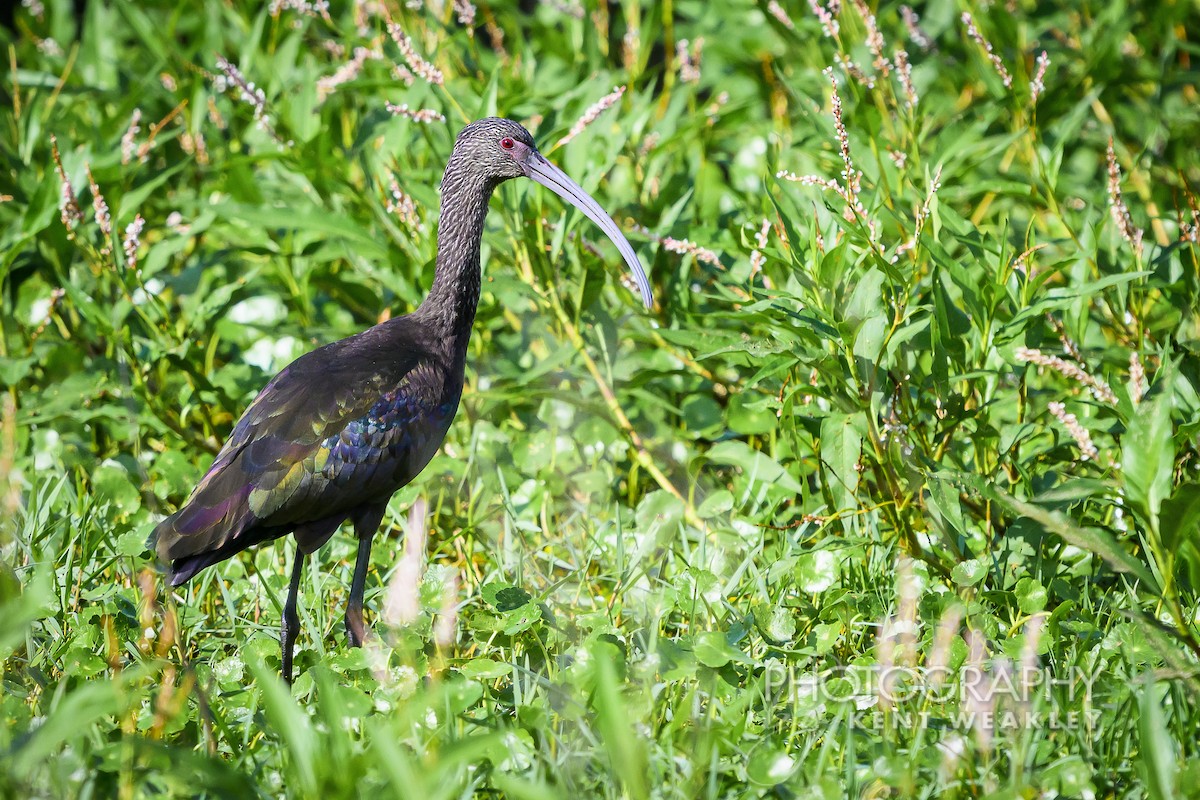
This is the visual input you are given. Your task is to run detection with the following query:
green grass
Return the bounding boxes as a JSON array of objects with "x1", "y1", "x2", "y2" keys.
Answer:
[{"x1": 0, "y1": 0, "x2": 1200, "y2": 799}]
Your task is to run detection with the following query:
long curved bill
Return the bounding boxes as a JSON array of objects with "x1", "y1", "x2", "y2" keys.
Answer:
[{"x1": 524, "y1": 151, "x2": 654, "y2": 308}]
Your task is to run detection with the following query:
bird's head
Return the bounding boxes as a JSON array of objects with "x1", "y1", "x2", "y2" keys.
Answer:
[{"x1": 454, "y1": 116, "x2": 654, "y2": 308}]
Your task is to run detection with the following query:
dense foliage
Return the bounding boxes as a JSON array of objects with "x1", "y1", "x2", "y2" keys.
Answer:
[{"x1": 0, "y1": 0, "x2": 1200, "y2": 798}]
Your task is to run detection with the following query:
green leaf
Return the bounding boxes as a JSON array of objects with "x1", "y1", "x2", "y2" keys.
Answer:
[
  {"x1": 481, "y1": 583, "x2": 533, "y2": 612},
  {"x1": 820, "y1": 414, "x2": 863, "y2": 511},
  {"x1": 1138, "y1": 680, "x2": 1178, "y2": 800},
  {"x1": 707, "y1": 439, "x2": 800, "y2": 494},
  {"x1": 950, "y1": 559, "x2": 988, "y2": 587},
  {"x1": 692, "y1": 631, "x2": 754, "y2": 669},
  {"x1": 986, "y1": 486, "x2": 1159, "y2": 590},
  {"x1": 1121, "y1": 395, "x2": 1175, "y2": 529},
  {"x1": 1159, "y1": 483, "x2": 1200, "y2": 551},
  {"x1": 1014, "y1": 578, "x2": 1049, "y2": 614}
]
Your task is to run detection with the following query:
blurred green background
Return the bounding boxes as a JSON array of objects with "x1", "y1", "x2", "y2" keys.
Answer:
[{"x1": 0, "y1": 0, "x2": 1200, "y2": 799}]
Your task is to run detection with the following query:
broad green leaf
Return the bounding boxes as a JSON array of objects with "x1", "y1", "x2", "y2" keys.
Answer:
[{"x1": 989, "y1": 486, "x2": 1159, "y2": 590}]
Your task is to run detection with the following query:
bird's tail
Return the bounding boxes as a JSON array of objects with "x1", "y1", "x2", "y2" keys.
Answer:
[{"x1": 148, "y1": 488, "x2": 255, "y2": 587}]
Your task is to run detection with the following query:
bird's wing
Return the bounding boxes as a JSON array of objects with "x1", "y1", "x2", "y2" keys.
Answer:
[{"x1": 154, "y1": 328, "x2": 444, "y2": 561}]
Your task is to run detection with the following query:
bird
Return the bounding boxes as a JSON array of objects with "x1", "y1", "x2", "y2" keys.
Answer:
[{"x1": 150, "y1": 118, "x2": 653, "y2": 684}]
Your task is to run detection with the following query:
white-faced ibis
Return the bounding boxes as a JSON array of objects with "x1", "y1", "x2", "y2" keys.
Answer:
[{"x1": 152, "y1": 118, "x2": 650, "y2": 681}]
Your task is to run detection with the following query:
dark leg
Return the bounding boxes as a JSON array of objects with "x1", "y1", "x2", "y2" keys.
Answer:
[
  {"x1": 346, "y1": 503, "x2": 388, "y2": 648},
  {"x1": 280, "y1": 547, "x2": 305, "y2": 685}
]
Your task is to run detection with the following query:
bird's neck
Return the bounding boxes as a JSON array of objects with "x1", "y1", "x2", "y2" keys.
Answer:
[{"x1": 420, "y1": 156, "x2": 496, "y2": 357}]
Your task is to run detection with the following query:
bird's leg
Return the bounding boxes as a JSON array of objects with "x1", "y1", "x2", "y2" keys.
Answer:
[
  {"x1": 346, "y1": 503, "x2": 388, "y2": 648},
  {"x1": 280, "y1": 547, "x2": 305, "y2": 685}
]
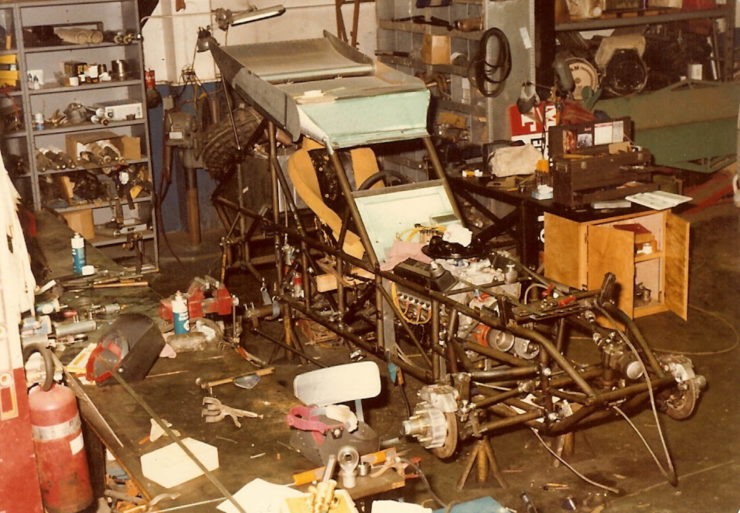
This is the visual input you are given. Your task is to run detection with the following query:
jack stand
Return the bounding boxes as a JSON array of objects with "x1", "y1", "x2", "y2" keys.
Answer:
[
  {"x1": 457, "y1": 437, "x2": 507, "y2": 490},
  {"x1": 551, "y1": 433, "x2": 576, "y2": 468}
]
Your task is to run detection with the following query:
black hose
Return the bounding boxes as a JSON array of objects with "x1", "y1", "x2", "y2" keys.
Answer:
[
  {"x1": 468, "y1": 27, "x2": 511, "y2": 98},
  {"x1": 23, "y1": 342, "x2": 54, "y2": 391}
]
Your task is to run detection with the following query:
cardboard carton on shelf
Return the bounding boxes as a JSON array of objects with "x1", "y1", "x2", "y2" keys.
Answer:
[{"x1": 65, "y1": 130, "x2": 141, "y2": 161}]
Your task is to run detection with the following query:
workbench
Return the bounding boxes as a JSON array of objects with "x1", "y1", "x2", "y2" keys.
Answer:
[
  {"x1": 448, "y1": 176, "x2": 649, "y2": 269},
  {"x1": 38, "y1": 213, "x2": 403, "y2": 512}
]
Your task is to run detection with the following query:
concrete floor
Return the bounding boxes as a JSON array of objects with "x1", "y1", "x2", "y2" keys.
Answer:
[{"x1": 153, "y1": 204, "x2": 740, "y2": 513}]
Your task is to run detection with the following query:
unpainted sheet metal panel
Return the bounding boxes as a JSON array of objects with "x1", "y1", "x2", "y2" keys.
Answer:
[{"x1": 211, "y1": 33, "x2": 430, "y2": 148}]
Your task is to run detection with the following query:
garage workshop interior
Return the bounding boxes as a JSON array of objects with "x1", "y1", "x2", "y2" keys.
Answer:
[{"x1": 0, "y1": 0, "x2": 740, "y2": 513}]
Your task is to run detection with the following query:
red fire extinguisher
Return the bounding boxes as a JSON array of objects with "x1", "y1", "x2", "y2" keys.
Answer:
[{"x1": 28, "y1": 385, "x2": 93, "y2": 513}]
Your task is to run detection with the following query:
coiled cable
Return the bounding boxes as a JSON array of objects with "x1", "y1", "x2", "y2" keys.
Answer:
[{"x1": 468, "y1": 27, "x2": 511, "y2": 98}]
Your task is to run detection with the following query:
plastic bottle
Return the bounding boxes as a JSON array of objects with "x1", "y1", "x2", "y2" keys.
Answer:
[
  {"x1": 71, "y1": 233, "x2": 85, "y2": 274},
  {"x1": 172, "y1": 290, "x2": 190, "y2": 335}
]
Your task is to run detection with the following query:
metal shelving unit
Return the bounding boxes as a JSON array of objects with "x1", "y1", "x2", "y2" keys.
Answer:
[
  {"x1": 376, "y1": 0, "x2": 535, "y2": 150},
  {"x1": 555, "y1": 5, "x2": 735, "y2": 86},
  {"x1": 0, "y1": 0, "x2": 159, "y2": 267},
  {"x1": 555, "y1": 4, "x2": 740, "y2": 173}
]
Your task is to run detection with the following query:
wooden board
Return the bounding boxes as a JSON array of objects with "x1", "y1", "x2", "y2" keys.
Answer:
[
  {"x1": 545, "y1": 212, "x2": 586, "y2": 287},
  {"x1": 665, "y1": 214, "x2": 689, "y2": 320},
  {"x1": 587, "y1": 225, "x2": 635, "y2": 317}
]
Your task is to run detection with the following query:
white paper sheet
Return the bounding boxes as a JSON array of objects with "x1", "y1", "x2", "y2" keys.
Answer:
[
  {"x1": 216, "y1": 479, "x2": 303, "y2": 513},
  {"x1": 370, "y1": 501, "x2": 432, "y2": 513}
]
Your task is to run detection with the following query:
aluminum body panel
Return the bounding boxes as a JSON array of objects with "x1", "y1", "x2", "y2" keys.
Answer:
[{"x1": 211, "y1": 32, "x2": 429, "y2": 149}]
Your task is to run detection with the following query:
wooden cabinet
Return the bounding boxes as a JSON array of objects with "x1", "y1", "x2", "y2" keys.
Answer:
[{"x1": 545, "y1": 210, "x2": 689, "y2": 320}]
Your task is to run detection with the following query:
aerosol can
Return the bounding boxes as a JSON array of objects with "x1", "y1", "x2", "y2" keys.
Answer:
[
  {"x1": 172, "y1": 290, "x2": 190, "y2": 335},
  {"x1": 70, "y1": 233, "x2": 85, "y2": 274}
]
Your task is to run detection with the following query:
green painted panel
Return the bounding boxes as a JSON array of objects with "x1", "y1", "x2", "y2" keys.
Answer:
[
  {"x1": 594, "y1": 82, "x2": 740, "y2": 172},
  {"x1": 298, "y1": 89, "x2": 429, "y2": 148}
]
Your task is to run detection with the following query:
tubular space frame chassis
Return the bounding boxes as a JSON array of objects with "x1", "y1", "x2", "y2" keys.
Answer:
[{"x1": 211, "y1": 36, "x2": 698, "y2": 446}]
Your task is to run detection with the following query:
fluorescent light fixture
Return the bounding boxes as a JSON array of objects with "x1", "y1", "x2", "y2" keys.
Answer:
[{"x1": 231, "y1": 4, "x2": 285, "y2": 27}]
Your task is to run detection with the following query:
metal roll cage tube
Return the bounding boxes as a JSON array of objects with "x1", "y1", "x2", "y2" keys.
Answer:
[
  {"x1": 205, "y1": 35, "x2": 703, "y2": 484},
  {"x1": 215, "y1": 132, "x2": 704, "y2": 456}
]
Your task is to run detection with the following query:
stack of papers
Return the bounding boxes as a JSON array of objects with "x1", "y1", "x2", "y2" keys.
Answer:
[{"x1": 625, "y1": 191, "x2": 692, "y2": 210}]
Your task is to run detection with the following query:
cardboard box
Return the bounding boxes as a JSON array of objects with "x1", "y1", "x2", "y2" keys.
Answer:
[
  {"x1": 62, "y1": 208, "x2": 95, "y2": 240},
  {"x1": 421, "y1": 34, "x2": 452, "y2": 64},
  {"x1": 65, "y1": 130, "x2": 141, "y2": 160}
]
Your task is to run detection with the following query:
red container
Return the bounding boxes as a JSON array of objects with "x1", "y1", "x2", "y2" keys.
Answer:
[{"x1": 28, "y1": 385, "x2": 93, "y2": 513}]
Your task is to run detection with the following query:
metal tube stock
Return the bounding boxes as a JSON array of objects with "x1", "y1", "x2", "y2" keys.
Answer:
[
  {"x1": 445, "y1": 307, "x2": 459, "y2": 374},
  {"x1": 267, "y1": 122, "x2": 283, "y2": 283},
  {"x1": 478, "y1": 405, "x2": 542, "y2": 433},
  {"x1": 473, "y1": 388, "x2": 524, "y2": 408},
  {"x1": 329, "y1": 152, "x2": 378, "y2": 269},
  {"x1": 111, "y1": 369, "x2": 246, "y2": 513},
  {"x1": 380, "y1": 276, "x2": 434, "y2": 369},
  {"x1": 280, "y1": 296, "x2": 432, "y2": 383},
  {"x1": 463, "y1": 342, "x2": 532, "y2": 367},
  {"x1": 213, "y1": 197, "x2": 504, "y2": 329},
  {"x1": 508, "y1": 323, "x2": 596, "y2": 396},
  {"x1": 252, "y1": 329, "x2": 327, "y2": 369},
  {"x1": 430, "y1": 299, "x2": 442, "y2": 381},
  {"x1": 589, "y1": 376, "x2": 675, "y2": 404},
  {"x1": 603, "y1": 303, "x2": 665, "y2": 378},
  {"x1": 470, "y1": 365, "x2": 537, "y2": 381}
]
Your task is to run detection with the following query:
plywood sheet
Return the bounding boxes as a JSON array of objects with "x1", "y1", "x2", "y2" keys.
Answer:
[
  {"x1": 665, "y1": 214, "x2": 689, "y2": 320},
  {"x1": 587, "y1": 226, "x2": 635, "y2": 317},
  {"x1": 545, "y1": 212, "x2": 586, "y2": 287}
]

§

▸ **Exercise brief**: Tally the lines of the records that contain the string "bird", treating case as significant, and give only the number.

▸ **Finished task**: 6